● Work to be completed: Reproduce the passage of the heartbreak text between "Florence Williams. Photo" and "should this take?", inclusive.

Much has been written about the wonders of love, but when love is lost and the heart is broken, the breakup can be debilitating. Romantic rejection can feel like a literal punch to the gut; a surge of anxiety consumes the body, our sense of self is called into question, and we even tell ourselves that we are unlovable.

Research shows that heartbreak has significant physiological and psychological impacts. Stress hormones — cortisol in particular — affect eating, sleeping, and even breathing. High levels of stress can affect the production of insulin, cause inflamation, and compromise the immune system. Studies reveal that divorced people suffer from not only increased fear and anxiety, but are significantly more at risk for chronic diseases and even early death. 

Florence Williams. Photo by Casie Zalud.

What makes our bodies react so intensely to breakups and lost love, how do we heal, and how long should this take? 

Jonathan Bastian speaks to Florence Williams, science writer and author of “Heartbreak: A Personal and Scientific Journey,” who provides her personal perspective on heartbreak after her 25-year marriage ended in divorce. The unexpected toll of the experience and her inability to move on spurred her to delve further into what is known and not known about falling out of love. 

“The research shows … that our bodies take, on average, about four years to recover from a divorce,” Williams explains. 

Speaking to researchers and scientists from around the world, Williams looks for answers as to why heartbreak hurts so much — “One of the key stories we tell ourselves is we are unlovable,” she says — strategies for healing, and why so much of the conventional wisdom about it is wrong.

● Record extracts:
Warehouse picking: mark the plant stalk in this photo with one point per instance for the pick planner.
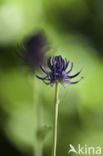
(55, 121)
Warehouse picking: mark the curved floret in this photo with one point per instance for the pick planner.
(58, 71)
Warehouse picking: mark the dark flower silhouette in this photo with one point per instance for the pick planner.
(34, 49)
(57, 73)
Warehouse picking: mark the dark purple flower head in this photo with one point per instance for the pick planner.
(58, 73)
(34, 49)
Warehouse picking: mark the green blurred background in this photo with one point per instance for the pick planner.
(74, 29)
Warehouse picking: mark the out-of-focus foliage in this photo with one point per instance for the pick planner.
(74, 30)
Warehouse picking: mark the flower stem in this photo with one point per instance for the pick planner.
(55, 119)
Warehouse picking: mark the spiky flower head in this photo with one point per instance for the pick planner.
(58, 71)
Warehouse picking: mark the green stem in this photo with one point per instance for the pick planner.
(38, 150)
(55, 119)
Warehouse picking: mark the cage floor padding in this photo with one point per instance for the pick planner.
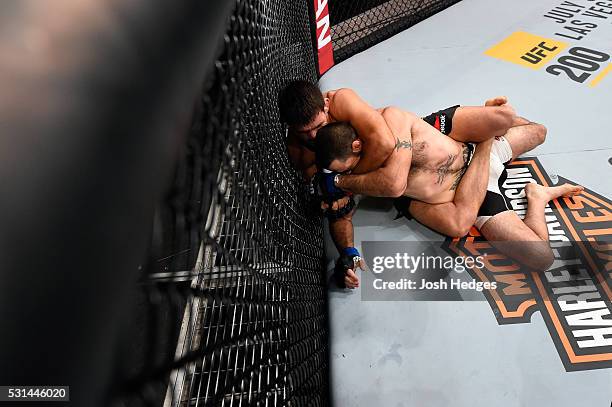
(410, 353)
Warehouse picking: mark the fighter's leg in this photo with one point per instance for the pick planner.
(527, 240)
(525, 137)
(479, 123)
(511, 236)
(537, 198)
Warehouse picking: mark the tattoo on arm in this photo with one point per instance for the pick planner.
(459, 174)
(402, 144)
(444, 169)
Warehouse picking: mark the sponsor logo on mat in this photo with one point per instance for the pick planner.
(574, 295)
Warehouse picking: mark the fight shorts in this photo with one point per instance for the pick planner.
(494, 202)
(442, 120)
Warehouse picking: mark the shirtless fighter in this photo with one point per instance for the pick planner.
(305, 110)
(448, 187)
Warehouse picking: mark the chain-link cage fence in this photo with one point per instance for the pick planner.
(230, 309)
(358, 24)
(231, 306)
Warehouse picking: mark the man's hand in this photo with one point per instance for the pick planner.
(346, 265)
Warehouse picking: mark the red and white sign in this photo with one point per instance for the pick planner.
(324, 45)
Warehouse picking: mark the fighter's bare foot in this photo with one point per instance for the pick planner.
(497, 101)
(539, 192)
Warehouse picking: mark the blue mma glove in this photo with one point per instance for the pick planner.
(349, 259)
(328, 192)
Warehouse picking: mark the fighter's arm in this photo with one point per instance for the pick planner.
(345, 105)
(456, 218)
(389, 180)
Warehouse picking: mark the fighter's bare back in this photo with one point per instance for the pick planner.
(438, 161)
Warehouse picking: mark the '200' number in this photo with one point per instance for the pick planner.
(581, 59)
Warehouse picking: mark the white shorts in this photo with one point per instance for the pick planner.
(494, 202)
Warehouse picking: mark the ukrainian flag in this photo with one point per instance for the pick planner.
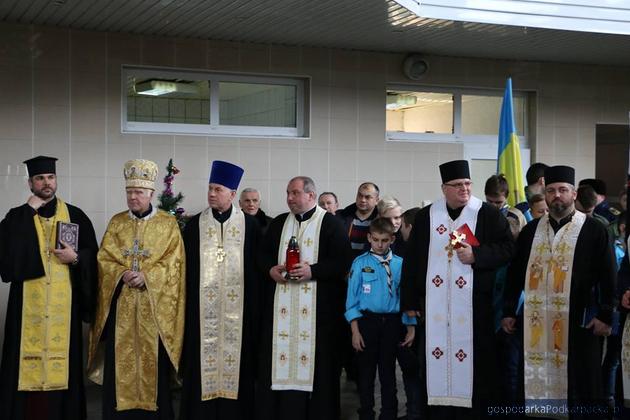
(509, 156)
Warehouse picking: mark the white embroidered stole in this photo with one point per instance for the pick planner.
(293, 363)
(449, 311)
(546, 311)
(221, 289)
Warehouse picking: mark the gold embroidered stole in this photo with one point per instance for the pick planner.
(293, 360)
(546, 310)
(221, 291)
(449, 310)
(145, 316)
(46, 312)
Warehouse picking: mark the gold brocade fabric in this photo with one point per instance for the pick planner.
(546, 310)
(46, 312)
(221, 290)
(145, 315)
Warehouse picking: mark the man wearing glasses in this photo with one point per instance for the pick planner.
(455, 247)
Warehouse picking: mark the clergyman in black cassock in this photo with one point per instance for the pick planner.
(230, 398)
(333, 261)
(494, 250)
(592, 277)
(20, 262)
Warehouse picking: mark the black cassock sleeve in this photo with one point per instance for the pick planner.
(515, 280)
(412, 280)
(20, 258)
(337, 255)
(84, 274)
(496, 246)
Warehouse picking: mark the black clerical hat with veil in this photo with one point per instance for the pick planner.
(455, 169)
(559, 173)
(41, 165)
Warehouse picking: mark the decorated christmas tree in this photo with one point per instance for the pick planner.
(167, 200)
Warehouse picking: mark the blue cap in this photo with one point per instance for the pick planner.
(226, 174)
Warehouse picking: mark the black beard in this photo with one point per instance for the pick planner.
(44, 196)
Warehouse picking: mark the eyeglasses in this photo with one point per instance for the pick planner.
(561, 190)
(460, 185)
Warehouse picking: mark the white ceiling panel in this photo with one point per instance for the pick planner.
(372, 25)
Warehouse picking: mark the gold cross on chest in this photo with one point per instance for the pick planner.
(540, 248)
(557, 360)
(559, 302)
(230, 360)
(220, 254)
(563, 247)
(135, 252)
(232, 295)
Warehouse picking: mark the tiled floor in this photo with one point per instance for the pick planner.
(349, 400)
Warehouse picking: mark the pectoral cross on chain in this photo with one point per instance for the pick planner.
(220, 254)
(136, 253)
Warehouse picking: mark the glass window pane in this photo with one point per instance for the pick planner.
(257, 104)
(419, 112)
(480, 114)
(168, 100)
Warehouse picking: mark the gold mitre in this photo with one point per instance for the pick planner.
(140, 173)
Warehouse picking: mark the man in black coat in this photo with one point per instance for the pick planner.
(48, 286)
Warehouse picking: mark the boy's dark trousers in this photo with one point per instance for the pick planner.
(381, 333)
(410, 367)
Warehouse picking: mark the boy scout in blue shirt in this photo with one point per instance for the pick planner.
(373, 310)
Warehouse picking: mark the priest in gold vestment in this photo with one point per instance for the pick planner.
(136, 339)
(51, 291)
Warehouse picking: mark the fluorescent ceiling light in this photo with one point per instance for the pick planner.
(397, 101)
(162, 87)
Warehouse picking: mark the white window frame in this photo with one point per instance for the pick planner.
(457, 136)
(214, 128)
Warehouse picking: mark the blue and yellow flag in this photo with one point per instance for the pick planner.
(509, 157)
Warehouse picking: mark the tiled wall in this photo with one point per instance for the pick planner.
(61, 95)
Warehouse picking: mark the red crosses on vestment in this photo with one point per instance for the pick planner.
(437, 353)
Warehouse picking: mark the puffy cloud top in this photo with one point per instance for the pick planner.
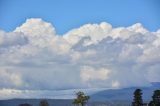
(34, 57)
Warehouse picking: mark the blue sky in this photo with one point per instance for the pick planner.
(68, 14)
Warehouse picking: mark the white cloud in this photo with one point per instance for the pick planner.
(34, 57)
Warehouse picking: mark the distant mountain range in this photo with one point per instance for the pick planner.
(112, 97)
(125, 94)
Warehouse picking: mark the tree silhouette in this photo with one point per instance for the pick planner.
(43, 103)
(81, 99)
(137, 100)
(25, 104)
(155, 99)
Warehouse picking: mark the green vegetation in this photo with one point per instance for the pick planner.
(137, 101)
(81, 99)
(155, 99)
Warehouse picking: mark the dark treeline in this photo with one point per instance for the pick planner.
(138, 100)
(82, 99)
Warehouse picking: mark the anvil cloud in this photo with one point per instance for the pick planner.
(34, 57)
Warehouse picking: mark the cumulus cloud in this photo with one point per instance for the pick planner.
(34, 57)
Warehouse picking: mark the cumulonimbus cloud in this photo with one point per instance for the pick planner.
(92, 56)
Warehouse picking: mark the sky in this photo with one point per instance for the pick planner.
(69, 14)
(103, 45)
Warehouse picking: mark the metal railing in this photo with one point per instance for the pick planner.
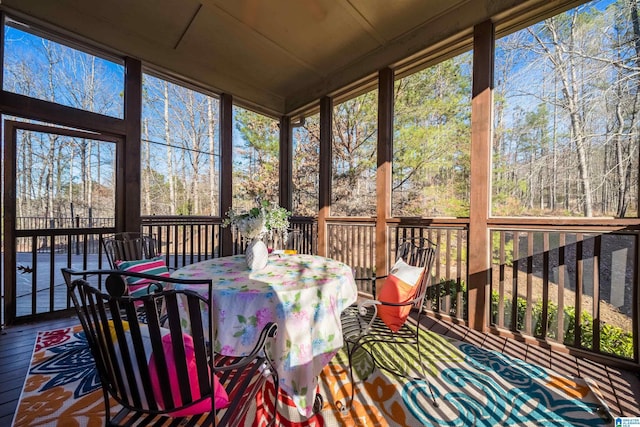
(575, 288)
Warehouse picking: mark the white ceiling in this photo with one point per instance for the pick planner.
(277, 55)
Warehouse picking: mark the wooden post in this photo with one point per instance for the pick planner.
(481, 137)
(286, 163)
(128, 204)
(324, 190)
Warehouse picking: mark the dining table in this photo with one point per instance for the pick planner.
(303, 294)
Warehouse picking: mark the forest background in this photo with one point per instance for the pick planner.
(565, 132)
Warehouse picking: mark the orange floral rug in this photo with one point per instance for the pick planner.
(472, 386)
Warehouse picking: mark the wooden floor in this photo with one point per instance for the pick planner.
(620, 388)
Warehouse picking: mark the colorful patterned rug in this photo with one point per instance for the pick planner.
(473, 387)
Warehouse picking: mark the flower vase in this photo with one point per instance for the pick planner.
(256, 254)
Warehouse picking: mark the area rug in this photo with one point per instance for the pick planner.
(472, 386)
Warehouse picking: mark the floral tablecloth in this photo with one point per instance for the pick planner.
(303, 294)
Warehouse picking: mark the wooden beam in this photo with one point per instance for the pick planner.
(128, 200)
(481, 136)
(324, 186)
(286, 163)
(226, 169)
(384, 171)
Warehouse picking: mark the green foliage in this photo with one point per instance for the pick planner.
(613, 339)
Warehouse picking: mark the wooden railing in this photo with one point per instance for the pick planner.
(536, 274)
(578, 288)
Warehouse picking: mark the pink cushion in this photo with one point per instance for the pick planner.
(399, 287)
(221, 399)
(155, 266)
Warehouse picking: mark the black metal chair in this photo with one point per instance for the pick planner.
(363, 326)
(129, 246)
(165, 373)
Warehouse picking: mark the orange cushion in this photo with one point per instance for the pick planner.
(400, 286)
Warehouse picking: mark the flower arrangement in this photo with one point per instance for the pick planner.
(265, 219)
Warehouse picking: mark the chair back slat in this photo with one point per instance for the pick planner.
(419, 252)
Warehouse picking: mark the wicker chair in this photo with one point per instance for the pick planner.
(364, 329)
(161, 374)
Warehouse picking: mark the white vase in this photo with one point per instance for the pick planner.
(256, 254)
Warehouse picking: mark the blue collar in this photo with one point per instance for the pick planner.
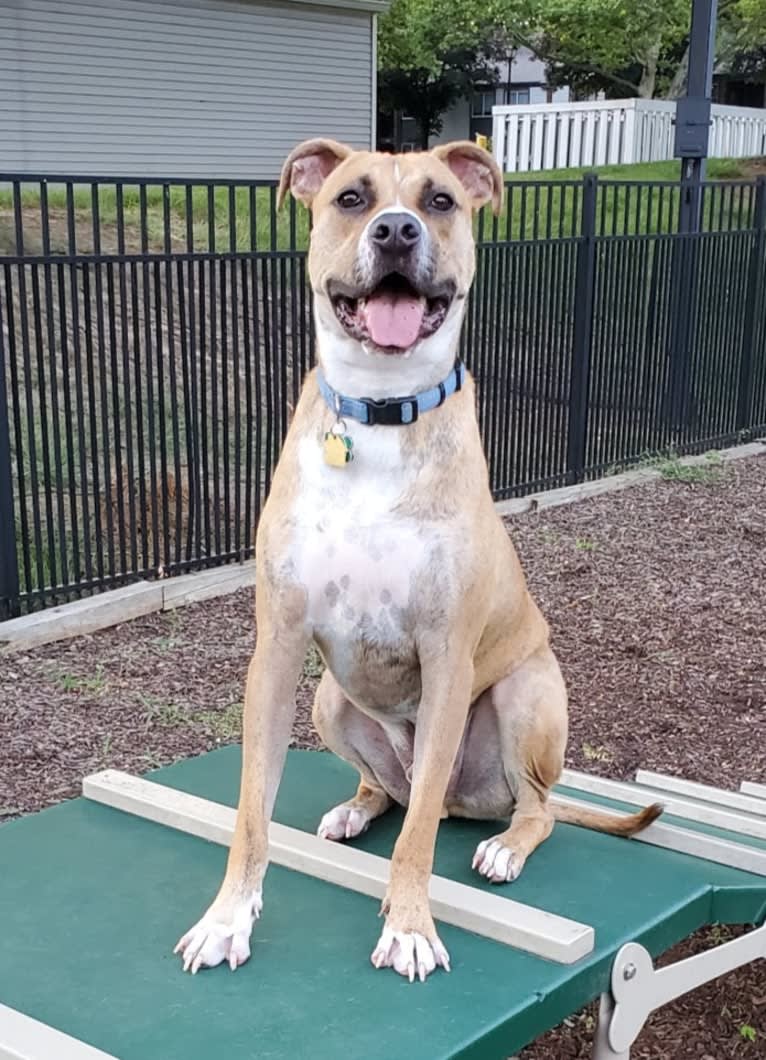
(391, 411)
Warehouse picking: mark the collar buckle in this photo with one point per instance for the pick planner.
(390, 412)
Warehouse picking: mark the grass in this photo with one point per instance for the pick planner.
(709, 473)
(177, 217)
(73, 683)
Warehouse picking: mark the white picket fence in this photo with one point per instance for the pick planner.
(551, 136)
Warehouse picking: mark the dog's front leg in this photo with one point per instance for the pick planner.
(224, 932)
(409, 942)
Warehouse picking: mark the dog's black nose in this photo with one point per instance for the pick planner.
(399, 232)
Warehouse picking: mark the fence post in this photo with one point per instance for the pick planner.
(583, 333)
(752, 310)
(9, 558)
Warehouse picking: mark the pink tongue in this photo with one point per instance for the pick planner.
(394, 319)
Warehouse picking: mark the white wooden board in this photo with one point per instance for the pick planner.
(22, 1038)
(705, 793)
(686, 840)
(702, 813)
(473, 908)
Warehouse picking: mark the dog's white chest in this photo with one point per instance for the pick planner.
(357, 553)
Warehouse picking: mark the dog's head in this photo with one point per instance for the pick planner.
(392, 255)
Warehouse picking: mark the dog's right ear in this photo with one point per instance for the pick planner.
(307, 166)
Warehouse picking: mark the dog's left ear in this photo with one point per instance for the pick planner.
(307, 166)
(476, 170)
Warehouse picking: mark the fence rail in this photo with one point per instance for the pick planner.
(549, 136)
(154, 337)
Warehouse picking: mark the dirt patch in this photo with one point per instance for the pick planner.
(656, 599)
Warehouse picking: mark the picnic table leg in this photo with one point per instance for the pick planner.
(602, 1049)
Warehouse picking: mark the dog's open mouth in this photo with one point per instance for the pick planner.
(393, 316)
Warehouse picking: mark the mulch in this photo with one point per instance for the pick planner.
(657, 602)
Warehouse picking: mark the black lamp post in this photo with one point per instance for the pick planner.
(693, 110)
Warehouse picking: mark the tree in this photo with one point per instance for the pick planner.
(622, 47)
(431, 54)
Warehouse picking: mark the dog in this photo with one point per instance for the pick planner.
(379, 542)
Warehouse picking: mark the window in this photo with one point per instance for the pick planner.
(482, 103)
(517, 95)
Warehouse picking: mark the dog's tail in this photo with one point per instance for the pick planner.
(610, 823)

● Exercise solution:
Florence Williams. Photo by Casie Zalud.

What makes our bodies react so intensely to breakups and lost love, how do we heal, and how long should this take?